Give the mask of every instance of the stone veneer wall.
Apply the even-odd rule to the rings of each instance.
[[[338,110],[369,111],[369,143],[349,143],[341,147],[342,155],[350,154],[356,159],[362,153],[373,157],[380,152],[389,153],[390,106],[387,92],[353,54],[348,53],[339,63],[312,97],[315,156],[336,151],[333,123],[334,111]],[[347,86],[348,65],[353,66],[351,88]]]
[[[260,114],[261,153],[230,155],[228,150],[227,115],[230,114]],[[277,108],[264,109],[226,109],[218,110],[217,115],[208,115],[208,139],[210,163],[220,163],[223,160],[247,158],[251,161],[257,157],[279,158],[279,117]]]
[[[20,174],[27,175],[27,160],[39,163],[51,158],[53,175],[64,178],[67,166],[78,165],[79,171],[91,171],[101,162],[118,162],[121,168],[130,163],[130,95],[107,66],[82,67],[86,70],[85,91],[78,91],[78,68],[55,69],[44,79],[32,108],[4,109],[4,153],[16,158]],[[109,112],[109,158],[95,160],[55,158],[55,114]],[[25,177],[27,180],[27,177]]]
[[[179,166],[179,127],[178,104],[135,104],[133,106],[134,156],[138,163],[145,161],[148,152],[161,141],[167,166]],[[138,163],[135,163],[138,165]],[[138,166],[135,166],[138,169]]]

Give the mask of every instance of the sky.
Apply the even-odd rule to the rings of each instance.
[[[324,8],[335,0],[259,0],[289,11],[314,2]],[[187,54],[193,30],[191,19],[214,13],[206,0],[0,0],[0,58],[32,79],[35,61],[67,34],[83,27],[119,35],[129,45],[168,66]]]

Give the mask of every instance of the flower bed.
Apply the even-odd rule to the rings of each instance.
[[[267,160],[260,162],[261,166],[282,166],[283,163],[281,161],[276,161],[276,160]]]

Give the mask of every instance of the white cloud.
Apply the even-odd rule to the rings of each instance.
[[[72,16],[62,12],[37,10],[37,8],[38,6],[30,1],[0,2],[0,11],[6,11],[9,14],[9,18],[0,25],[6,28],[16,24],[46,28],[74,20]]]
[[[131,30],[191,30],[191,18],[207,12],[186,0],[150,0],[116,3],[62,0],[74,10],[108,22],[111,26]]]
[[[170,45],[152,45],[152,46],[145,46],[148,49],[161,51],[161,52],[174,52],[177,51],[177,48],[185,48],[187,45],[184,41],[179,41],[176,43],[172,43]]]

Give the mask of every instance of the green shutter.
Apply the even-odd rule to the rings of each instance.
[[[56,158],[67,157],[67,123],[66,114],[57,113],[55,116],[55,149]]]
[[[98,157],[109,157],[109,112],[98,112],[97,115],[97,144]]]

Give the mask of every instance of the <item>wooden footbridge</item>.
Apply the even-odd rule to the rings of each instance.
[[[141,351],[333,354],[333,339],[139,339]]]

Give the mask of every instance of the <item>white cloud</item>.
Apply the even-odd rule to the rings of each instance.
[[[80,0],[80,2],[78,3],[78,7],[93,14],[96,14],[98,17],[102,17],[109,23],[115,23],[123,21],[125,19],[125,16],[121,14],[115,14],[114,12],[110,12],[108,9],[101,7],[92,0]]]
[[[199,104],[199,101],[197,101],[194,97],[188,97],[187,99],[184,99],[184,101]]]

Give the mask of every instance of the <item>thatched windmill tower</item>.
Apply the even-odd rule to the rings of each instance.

-- -- --

◆ **AIM OF THE EXERCISE**
Copy out the data above word for word, starting at its first line and ending with the line that contains "Give the mask of every instance of the flower".

◆ **RESPONSE BELOW**
Give the mask of every instance of the stone veneer wall.
Apply the even-odd rule to the rings of each instance.
[[[338,110],[369,111],[369,143],[349,143],[341,147],[342,155],[350,154],[356,159],[362,153],[373,157],[380,152],[389,153],[390,106],[387,92],[353,54],[348,53],[339,63],[312,97],[315,156],[336,151],[333,123],[334,111]],[[347,86],[348,65],[353,66],[351,88]]]
[[[260,114],[261,153],[230,155],[228,150],[227,115],[230,114]],[[277,108],[264,109],[226,109],[218,110],[217,115],[208,115],[208,139],[210,163],[220,163],[223,160],[247,158],[251,161],[257,157],[279,158],[279,117]]]
[[[20,174],[27,175],[27,160],[39,163],[51,158],[53,175],[64,178],[67,166],[78,165],[79,171],[91,171],[101,162],[118,162],[121,168],[130,163],[130,95],[107,66],[82,67],[86,70],[85,91],[78,91],[78,68],[55,69],[44,79],[32,108],[4,109],[4,153],[16,158]],[[109,112],[109,158],[95,160],[55,158],[55,114]],[[25,177],[27,180],[27,177]]]
[[[179,166],[179,127],[178,104],[135,104],[133,106],[134,156],[138,163],[145,161],[148,152],[161,141],[167,166]],[[138,163],[135,163],[138,165]],[[138,166],[135,166],[138,169]]]

Give the mask of every instance of the sky.
Apply the even-odd rule to the rings of each instance.
[[[324,8],[335,0],[259,0],[289,11],[314,2]],[[187,54],[193,30],[191,19],[214,13],[206,0],[0,0],[0,58],[32,79],[35,61],[67,34],[83,27],[119,35],[129,45],[168,66]]]

Give the mask of every instance of the flower bed.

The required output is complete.